• **Required work**
Find the line containing "--target veiled person" in the listing below. Repeat it exactly, along with each following line up to and including the one containing "--target pale cream".
----- Information provided -----
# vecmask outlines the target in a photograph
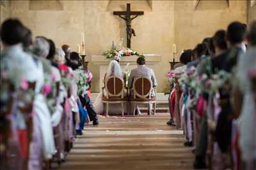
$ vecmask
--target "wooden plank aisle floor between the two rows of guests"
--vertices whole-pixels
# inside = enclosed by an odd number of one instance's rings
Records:
[[[58,170],[192,169],[193,153],[168,117],[100,118],[76,139]],[[55,169],[54,169],[55,170]]]

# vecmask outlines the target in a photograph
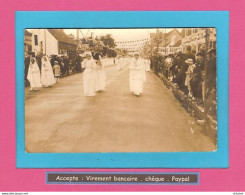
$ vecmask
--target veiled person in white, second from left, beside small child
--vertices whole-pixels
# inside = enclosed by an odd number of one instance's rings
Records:
[[[56,83],[53,68],[50,64],[49,58],[46,55],[42,58],[41,83],[45,87],[49,87]]]

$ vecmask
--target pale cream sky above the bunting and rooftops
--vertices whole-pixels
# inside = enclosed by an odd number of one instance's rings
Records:
[[[173,30],[166,29],[166,32]],[[179,29],[178,29],[179,30]],[[160,31],[164,31],[160,29]],[[64,29],[66,34],[73,34],[77,37],[76,29]],[[131,41],[138,39],[145,39],[149,37],[149,33],[156,32],[156,29],[80,29],[79,37],[90,36],[93,33],[93,36],[102,36],[106,34],[111,34],[115,41]]]

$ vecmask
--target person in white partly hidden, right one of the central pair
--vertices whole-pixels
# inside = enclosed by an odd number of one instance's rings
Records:
[[[96,91],[101,92],[105,90],[105,81],[106,81],[106,75],[104,70],[104,63],[102,61],[101,55],[97,54],[97,68],[96,68],[96,79],[95,79],[95,85],[96,85]]]

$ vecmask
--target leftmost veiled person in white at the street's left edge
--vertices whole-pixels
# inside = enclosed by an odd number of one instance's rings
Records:
[[[36,59],[33,57],[30,59],[27,79],[30,82],[30,90],[38,90],[39,87],[42,87],[40,69],[37,65]]]

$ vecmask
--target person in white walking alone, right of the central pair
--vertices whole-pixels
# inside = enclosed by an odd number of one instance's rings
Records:
[[[143,92],[143,84],[145,81],[145,63],[140,58],[139,53],[135,53],[129,65],[130,74],[130,91],[136,96],[140,96]]]

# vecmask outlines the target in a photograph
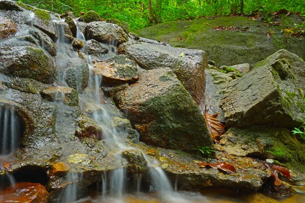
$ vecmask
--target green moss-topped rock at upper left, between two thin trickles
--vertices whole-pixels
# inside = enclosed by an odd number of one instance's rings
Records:
[[[35,13],[33,26],[46,33],[53,41],[55,41],[57,38],[56,28],[51,22],[50,12],[37,8],[35,8],[33,12]]]

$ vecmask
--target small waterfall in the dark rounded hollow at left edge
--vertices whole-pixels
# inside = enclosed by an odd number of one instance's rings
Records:
[[[9,155],[19,146],[22,121],[13,108],[0,107],[0,155]]]

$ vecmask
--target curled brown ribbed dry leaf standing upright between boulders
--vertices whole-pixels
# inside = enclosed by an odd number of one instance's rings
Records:
[[[207,110],[205,108],[204,118],[207,124],[207,129],[210,133],[210,136],[212,140],[215,143],[220,142],[220,136],[225,130],[226,125],[219,122],[219,120],[216,118],[218,114],[210,115],[207,113]]]

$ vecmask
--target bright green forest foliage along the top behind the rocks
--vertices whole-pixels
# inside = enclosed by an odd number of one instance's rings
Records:
[[[168,21],[200,17],[246,15],[268,18],[288,10],[305,17],[305,0],[21,0],[20,2],[59,14],[96,11],[105,19],[126,22],[131,31]],[[304,24],[304,23],[303,23]],[[305,26],[305,25],[304,25]]]

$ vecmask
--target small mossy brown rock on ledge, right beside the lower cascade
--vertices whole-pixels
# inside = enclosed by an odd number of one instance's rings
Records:
[[[147,170],[147,161],[140,150],[127,149],[122,153],[127,160],[127,170],[132,174],[144,174]]]

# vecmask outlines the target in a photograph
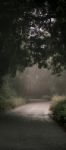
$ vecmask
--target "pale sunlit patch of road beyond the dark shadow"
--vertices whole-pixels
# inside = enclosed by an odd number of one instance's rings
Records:
[[[46,119],[48,118],[50,103],[49,102],[33,102],[24,106],[18,107],[11,111],[23,117],[31,119]],[[48,118],[49,119],[49,118]]]

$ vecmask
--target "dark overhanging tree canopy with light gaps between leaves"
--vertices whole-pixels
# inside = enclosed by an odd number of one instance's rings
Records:
[[[65,0],[0,1],[0,81],[27,66],[66,69]]]

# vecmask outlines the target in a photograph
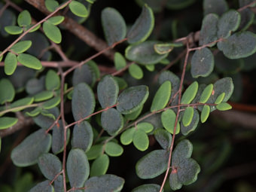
-----
• **Written answer**
--target veiled person in white, second from left, beside small child
--vertices whole-pixels
# inside = enclosed by an odd number of one instance's rings
Records:
[[[56,83],[53,68],[50,64],[49,58],[46,55],[42,58],[41,83],[45,87],[49,87]]]

$ vecmask
--target pale cream sky above the bunting and rooftops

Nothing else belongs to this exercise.